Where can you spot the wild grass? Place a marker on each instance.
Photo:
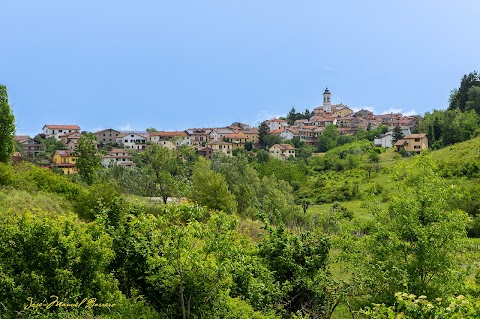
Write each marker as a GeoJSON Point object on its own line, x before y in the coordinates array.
{"type": "Point", "coordinates": [22, 200]}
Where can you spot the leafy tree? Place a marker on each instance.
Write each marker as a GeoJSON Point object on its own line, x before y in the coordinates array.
{"type": "Point", "coordinates": [210, 188]}
{"type": "Point", "coordinates": [168, 168]}
{"type": "Point", "coordinates": [88, 161]}
{"type": "Point", "coordinates": [300, 266]}
{"type": "Point", "coordinates": [262, 156]}
{"type": "Point", "coordinates": [243, 182]}
{"type": "Point", "coordinates": [263, 131]}
{"type": "Point", "coordinates": [473, 102]}
{"type": "Point", "coordinates": [397, 134]}
{"type": "Point", "coordinates": [345, 139]}
{"type": "Point", "coordinates": [415, 242]}
{"type": "Point", "coordinates": [7, 127]}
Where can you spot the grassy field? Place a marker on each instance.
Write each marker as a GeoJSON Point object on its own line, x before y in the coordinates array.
{"type": "Point", "coordinates": [21, 200]}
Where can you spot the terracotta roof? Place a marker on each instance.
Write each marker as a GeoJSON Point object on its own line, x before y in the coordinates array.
{"type": "Point", "coordinates": [58, 127]}
{"type": "Point", "coordinates": [117, 156]}
{"type": "Point", "coordinates": [236, 135]}
{"type": "Point", "coordinates": [21, 138]}
{"type": "Point", "coordinates": [62, 165]}
{"type": "Point", "coordinates": [284, 146]}
{"type": "Point", "coordinates": [277, 120]}
{"type": "Point", "coordinates": [71, 133]}
{"type": "Point", "coordinates": [219, 143]}
{"type": "Point", "coordinates": [131, 133]}
{"type": "Point", "coordinates": [118, 150]}
{"type": "Point", "coordinates": [416, 136]}
{"type": "Point", "coordinates": [65, 153]}
{"type": "Point", "coordinates": [168, 134]}
{"type": "Point", "coordinates": [108, 129]}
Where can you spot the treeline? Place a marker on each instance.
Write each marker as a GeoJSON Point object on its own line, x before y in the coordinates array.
{"type": "Point", "coordinates": [234, 251]}
{"type": "Point", "coordinates": [461, 121]}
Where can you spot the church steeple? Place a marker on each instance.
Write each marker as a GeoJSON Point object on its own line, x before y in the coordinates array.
{"type": "Point", "coordinates": [326, 97]}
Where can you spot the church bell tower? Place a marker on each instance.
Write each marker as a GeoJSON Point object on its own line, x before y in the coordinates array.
{"type": "Point", "coordinates": [326, 98]}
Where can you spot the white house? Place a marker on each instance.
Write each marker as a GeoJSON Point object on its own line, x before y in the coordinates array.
{"type": "Point", "coordinates": [132, 140]}
{"type": "Point", "coordinates": [53, 130]}
{"type": "Point", "coordinates": [217, 134]}
{"type": "Point", "coordinates": [276, 124]}
{"type": "Point", "coordinates": [117, 157]}
{"type": "Point", "coordinates": [285, 133]}
{"type": "Point", "coordinates": [282, 151]}
{"type": "Point", "coordinates": [170, 140]}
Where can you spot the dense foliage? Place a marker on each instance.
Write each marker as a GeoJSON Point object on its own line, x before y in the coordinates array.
{"type": "Point", "coordinates": [7, 127]}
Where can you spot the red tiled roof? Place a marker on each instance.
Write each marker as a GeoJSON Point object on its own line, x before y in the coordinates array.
{"type": "Point", "coordinates": [236, 135]}
{"type": "Point", "coordinates": [65, 153]}
{"type": "Point", "coordinates": [277, 120]}
{"type": "Point", "coordinates": [108, 129]}
{"type": "Point", "coordinates": [284, 146]}
{"type": "Point", "coordinates": [167, 134]}
{"type": "Point", "coordinates": [416, 136]}
{"type": "Point", "coordinates": [58, 127]}
{"type": "Point", "coordinates": [21, 138]}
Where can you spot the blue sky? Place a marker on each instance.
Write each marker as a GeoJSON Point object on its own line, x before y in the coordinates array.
{"type": "Point", "coordinates": [180, 64]}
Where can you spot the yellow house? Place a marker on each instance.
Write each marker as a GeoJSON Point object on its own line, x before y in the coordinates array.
{"type": "Point", "coordinates": [252, 135]}
{"type": "Point", "coordinates": [237, 139]}
{"type": "Point", "coordinates": [66, 161]}
{"type": "Point", "coordinates": [413, 143]}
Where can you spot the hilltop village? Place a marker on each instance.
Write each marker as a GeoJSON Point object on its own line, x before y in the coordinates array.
{"type": "Point", "coordinates": [306, 127]}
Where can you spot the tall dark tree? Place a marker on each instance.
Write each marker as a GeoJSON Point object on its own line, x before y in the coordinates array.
{"type": "Point", "coordinates": [263, 130]}
{"type": "Point", "coordinates": [459, 97]}
{"type": "Point", "coordinates": [7, 127]}
{"type": "Point", "coordinates": [292, 116]}
{"type": "Point", "coordinates": [328, 139]}
{"type": "Point", "coordinates": [88, 161]}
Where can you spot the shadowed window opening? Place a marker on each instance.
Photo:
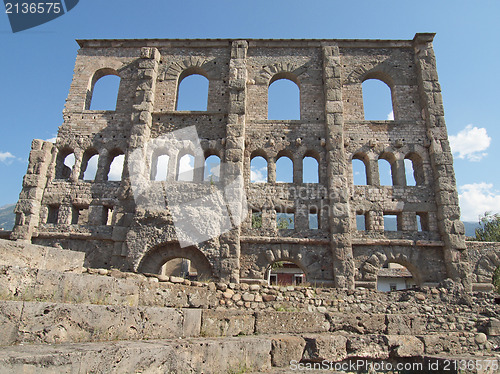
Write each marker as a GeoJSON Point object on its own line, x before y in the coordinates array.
{"type": "Point", "coordinates": [359, 175]}
{"type": "Point", "coordinates": [283, 100]}
{"type": "Point", "coordinates": [186, 168]}
{"type": "Point", "coordinates": [258, 170]}
{"type": "Point", "coordinates": [310, 170]}
{"type": "Point", "coordinates": [116, 168]}
{"type": "Point", "coordinates": [105, 93]}
{"type": "Point", "coordinates": [394, 277]}
{"type": "Point", "coordinates": [193, 93]}
{"type": "Point", "coordinates": [161, 168]}
{"type": "Point", "coordinates": [377, 100]}
{"type": "Point", "coordinates": [89, 166]}
{"type": "Point", "coordinates": [285, 273]}
{"type": "Point", "coordinates": [211, 171]}
{"type": "Point", "coordinates": [284, 170]}
{"type": "Point", "coordinates": [53, 214]}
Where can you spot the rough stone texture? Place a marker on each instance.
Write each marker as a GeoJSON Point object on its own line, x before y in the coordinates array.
{"type": "Point", "coordinates": [227, 323]}
{"type": "Point", "coordinates": [40, 257]}
{"type": "Point", "coordinates": [325, 347]}
{"type": "Point", "coordinates": [175, 356]}
{"type": "Point", "coordinates": [285, 349]}
{"type": "Point", "coordinates": [51, 323]}
{"type": "Point", "coordinates": [292, 322]}
{"type": "Point", "coordinates": [101, 218]}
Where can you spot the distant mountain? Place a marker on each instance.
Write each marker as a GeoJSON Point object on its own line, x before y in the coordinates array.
{"type": "Point", "coordinates": [7, 217]}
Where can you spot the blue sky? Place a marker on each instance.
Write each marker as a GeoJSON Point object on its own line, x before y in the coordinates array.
{"type": "Point", "coordinates": [37, 65]}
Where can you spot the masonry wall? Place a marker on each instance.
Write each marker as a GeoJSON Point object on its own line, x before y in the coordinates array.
{"type": "Point", "coordinates": [114, 231]}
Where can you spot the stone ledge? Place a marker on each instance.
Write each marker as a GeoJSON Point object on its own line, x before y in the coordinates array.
{"type": "Point", "coordinates": [24, 254]}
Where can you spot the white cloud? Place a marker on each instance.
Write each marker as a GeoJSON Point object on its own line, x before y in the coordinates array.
{"type": "Point", "coordinates": [258, 175]}
{"type": "Point", "coordinates": [470, 143]}
{"type": "Point", "coordinates": [476, 199]}
{"type": "Point", "coordinates": [6, 157]}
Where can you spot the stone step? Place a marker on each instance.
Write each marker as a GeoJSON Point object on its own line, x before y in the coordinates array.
{"type": "Point", "coordinates": [254, 354]}
{"type": "Point", "coordinates": [28, 322]}
{"type": "Point", "coordinates": [201, 355]}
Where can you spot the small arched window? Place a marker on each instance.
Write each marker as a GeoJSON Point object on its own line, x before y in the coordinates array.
{"type": "Point", "coordinates": [377, 100]}
{"type": "Point", "coordinates": [284, 170]}
{"type": "Point", "coordinates": [360, 174]}
{"type": "Point", "coordinates": [159, 170]}
{"type": "Point", "coordinates": [192, 93]}
{"type": "Point", "coordinates": [387, 170]}
{"type": "Point", "coordinates": [414, 170]}
{"type": "Point", "coordinates": [258, 170]}
{"type": "Point", "coordinates": [310, 170]}
{"type": "Point", "coordinates": [103, 91]}
{"type": "Point", "coordinates": [65, 163]}
{"type": "Point", "coordinates": [185, 169]}
{"type": "Point", "coordinates": [211, 171]}
{"type": "Point", "coordinates": [89, 165]}
{"type": "Point", "coordinates": [116, 162]}
{"type": "Point", "coordinates": [283, 98]}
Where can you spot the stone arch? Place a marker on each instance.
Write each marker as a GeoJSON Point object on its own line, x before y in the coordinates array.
{"type": "Point", "coordinates": [363, 157]}
{"type": "Point", "coordinates": [192, 65]}
{"type": "Point", "coordinates": [418, 167]}
{"type": "Point", "coordinates": [281, 70]}
{"type": "Point", "coordinates": [98, 74]}
{"type": "Point", "coordinates": [63, 171]}
{"type": "Point", "coordinates": [401, 255]}
{"type": "Point", "coordinates": [486, 264]}
{"type": "Point", "coordinates": [153, 260]}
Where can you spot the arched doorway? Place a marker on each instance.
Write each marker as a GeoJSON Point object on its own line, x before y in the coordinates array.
{"type": "Point", "coordinates": [394, 277]}
{"type": "Point", "coordinates": [170, 259]}
{"type": "Point", "coordinates": [285, 273]}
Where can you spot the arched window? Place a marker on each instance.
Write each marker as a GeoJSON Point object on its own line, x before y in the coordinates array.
{"type": "Point", "coordinates": [285, 273]}
{"type": "Point", "coordinates": [65, 163]}
{"type": "Point", "coordinates": [283, 99]}
{"type": "Point", "coordinates": [284, 170]}
{"type": "Point", "coordinates": [377, 100]}
{"type": "Point", "coordinates": [89, 165]}
{"type": "Point", "coordinates": [414, 170]}
{"type": "Point", "coordinates": [103, 92]}
{"type": "Point", "coordinates": [185, 169]}
{"type": "Point", "coordinates": [159, 169]}
{"type": "Point", "coordinates": [258, 170]}
{"type": "Point", "coordinates": [310, 170]}
{"type": "Point", "coordinates": [387, 170]}
{"type": "Point", "coordinates": [393, 277]}
{"type": "Point", "coordinates": [116, 162]}
{"type": "Point", "coordinates": [211, 171]}
{"type": "Point", "coordinates": [360, 174]}
{"type": "Point", "coordinates": [192, 93]}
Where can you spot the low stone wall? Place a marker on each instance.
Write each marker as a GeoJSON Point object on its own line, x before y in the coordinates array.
{"type": "Point", "coordinates": [24, 254]}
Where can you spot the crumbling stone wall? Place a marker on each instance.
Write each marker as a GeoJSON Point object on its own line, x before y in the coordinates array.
{"type": "Point", "coordinates": [331, 129]}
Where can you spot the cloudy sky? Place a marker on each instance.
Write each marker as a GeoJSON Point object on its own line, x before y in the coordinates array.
{"type": "Point", "coordinates": [37, 65]}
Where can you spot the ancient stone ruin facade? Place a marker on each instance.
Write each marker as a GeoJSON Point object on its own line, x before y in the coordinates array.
{"type": "Point", "coordinates": [101, 217]}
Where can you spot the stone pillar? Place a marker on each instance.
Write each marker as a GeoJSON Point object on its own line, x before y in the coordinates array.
{"type": "Point", "coordinates": [234, 155]}
{"type": "Point", "coordinates": [340, 223]}
{"type": "Point", "coordinates": [28, 207]}
{"type": "Point", "coordinates": [448, 211]}
{"type": "Point", "coordinates": [141, 117]}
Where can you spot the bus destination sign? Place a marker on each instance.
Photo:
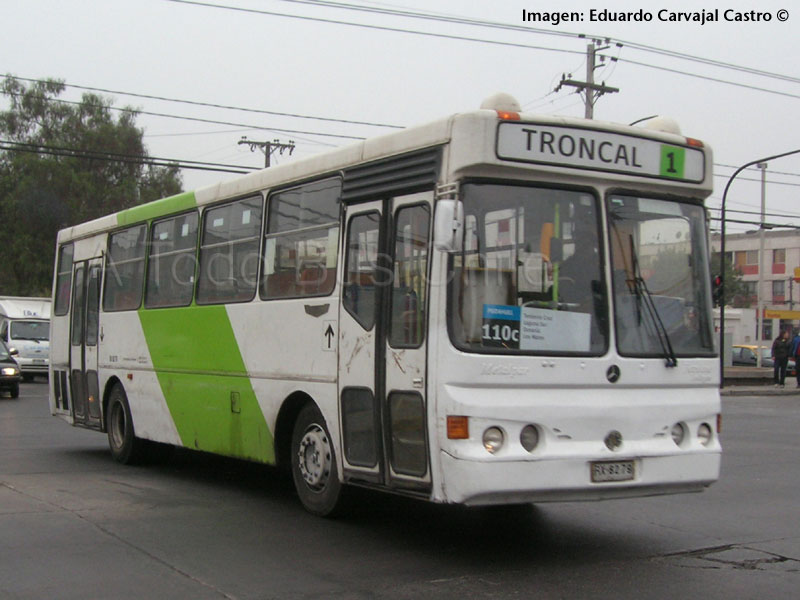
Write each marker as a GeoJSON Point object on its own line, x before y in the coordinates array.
{"type": "Point", "coordinates": [599, 151]}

---------------

Exercise requirements:
Write out the records above exactly. Begin with the first line, end with the line holding "Where can you spot the leafy", and drop the pictures.

Response area:
Where can you spot the wild grass? Place a marker on each instance.
Photo:
Write each marker as a GeoJSON Point object on its own line, x before y in the coordinates array.
{"type": "Point", "coordinates": [22, 200]}
Where can you spot the leafy tree? Place a marker on each instance.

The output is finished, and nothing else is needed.